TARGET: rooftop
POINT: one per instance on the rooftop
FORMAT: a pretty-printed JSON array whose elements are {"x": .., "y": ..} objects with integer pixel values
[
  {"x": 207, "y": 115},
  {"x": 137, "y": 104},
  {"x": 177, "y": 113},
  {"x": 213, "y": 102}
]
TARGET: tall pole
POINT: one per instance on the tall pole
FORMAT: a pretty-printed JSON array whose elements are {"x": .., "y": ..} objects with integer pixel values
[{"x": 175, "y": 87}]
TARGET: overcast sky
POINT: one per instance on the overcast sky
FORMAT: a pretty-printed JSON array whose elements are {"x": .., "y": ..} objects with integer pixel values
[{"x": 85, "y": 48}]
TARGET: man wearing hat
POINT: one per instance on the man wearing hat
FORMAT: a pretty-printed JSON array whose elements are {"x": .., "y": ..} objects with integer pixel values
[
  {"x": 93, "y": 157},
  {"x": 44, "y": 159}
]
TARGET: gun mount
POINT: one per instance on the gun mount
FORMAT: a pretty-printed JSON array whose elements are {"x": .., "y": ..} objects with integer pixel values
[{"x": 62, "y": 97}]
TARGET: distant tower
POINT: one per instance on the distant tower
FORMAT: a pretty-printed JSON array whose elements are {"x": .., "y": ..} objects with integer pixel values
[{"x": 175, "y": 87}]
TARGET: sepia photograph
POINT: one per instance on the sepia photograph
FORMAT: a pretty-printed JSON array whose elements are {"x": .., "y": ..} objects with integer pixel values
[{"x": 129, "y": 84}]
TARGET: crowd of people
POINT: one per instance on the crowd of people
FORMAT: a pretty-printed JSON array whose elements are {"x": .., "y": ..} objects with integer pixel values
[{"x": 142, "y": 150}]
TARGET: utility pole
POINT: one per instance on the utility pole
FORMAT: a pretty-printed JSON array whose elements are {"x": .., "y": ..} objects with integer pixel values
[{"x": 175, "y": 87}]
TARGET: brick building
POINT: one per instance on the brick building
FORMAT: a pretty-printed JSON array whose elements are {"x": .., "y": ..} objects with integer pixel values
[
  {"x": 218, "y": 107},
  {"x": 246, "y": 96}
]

WORK ITEM - In the data above, tally the lines holding "rooftop" and answer with the figure only.

RESPONSE FOR THIS EXERCISE - 2